*** Provided passage ***

As the restoration process begins, the sculptures start to break down, leaving behind thriving groves of willow and other riparian plants. Eventually they disappear completely, and a succession of erosion-controlling growth takes hold and stabilizes the stream bank. In time, the artist’s presence, absorbed by the recovering watershed, is no longer apparent.

Daniel McCormick’s sculptures have been installed in the Golden Gate National Recreation Area, the lower Arroyo Seco in Pasadena, and other watersheds throughout the country.

Comments

  1. what beautiful thoughtfully conceived and constructed work. Im glad to know of Mr McCormick’s art, and I especially like the way his art turns back to the earth, his source of inspiration, leaving it better off than it was before.

  2. If art is a way of living then all of what we do should be restorative, a return to balance. Resurrection, one might call it.
    I think McCormick’s work is praiseworthy.

  3. The spiritual quality of your work serves as a living, then vanishing, ideal. And yet it never really disappears. Something better takes its place; a breathing, functioning, healthier space for all concerned. If that isn’t the essence of art in its finest hour, I can’t conceive of what would be. Thanks!

  4. Beautiful! I love art that has a real relationship with its environment, like Buster Keaton’s work. McCormick’s work speaks of hope and reconnection in many senses, and is a perfect example of the positive movements our world needs so desperately. Thank you.

*** End of Provided passage ***
*** Data provided ***

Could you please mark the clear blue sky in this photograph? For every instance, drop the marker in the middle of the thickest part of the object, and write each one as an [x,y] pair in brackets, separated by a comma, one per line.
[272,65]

*** End of Data provided ***

Requirement 1:
According to the passage on Daniel McCormick's sculptures, what plants are left behind as the sculptures break down?
Requirement 2:
Repeat the passage on Daniel McCormick's sculptures from "2. If art is" to "would be. Thanks!".
Requirement 3:
Go on with the passage on Daniel McCormick's watershed sculptures from where it stops.

Task response 1:
Thriving groves of willow and other riparian plants.

Task response 2:
2. If art is a way of living then all of what we do should be restorative, a return to balance. Resurrection, one might call it.
    I think McCormick’s work is praiseworthy.

  3. The spiritual quality of your work serves as a living, then vanishing, ideal. And yet it never really disappears. Something better takes its place; a breathing, functioning, healthier space for all concerned. If that isn’t the essence of art in its finest hour, I can’t conceive of what would be. Thanks!

Task response 3:
  5. What a wonderful vision. Since hearing Adam Werbach’s thoughts on enviromentalism I’ve come to appreciate vision as much or more than action. Action is important, but the correct action is more important than just any action. Your work combines both. Well done! You are an inspiration.

  6. In truth, life is art, every moment is an artful or seemingly artless moment. We are a natural part of life’s/art’s landscape along with all other living things animate & inanimate. How to get the thinking into the mainframe of our actions. How to redefine the thinking behind the moments one after the other. Children do it until they learn how not to think of it or do it. I enjoyed everyone’s thoughtful comments. Mr. McCormick’s art is much needed these days. How to remember our own nature. We only need to tip the balance. Nature needs us to help it now.

  7. Renaissance artists had the de Medicis and other patrons. How fitting in this carbon footprinted era if enviromental good becomes the patron and nature itself the gallery walls for eco-creative visionaries like McCormick. May this school of art catch on everywhere public resources might go to encourage artists to help secure the environment so beautifully.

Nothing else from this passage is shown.